Rewrite the data below, substituting "occurrence" for every occurrence of "instance" and leaving everything else unchanged.

______

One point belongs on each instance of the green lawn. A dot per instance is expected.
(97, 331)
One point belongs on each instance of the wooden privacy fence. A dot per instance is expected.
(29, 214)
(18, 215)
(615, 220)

______

Result below →
One point belongs on each occurrence of the green lawn. A dot per occurrence is expected.
(97, 331)
One point belongs on each occurrence of the wooden privacy fence. A dot per occurrence is expected.
(29, 214)
(18, 215)
(615, 220)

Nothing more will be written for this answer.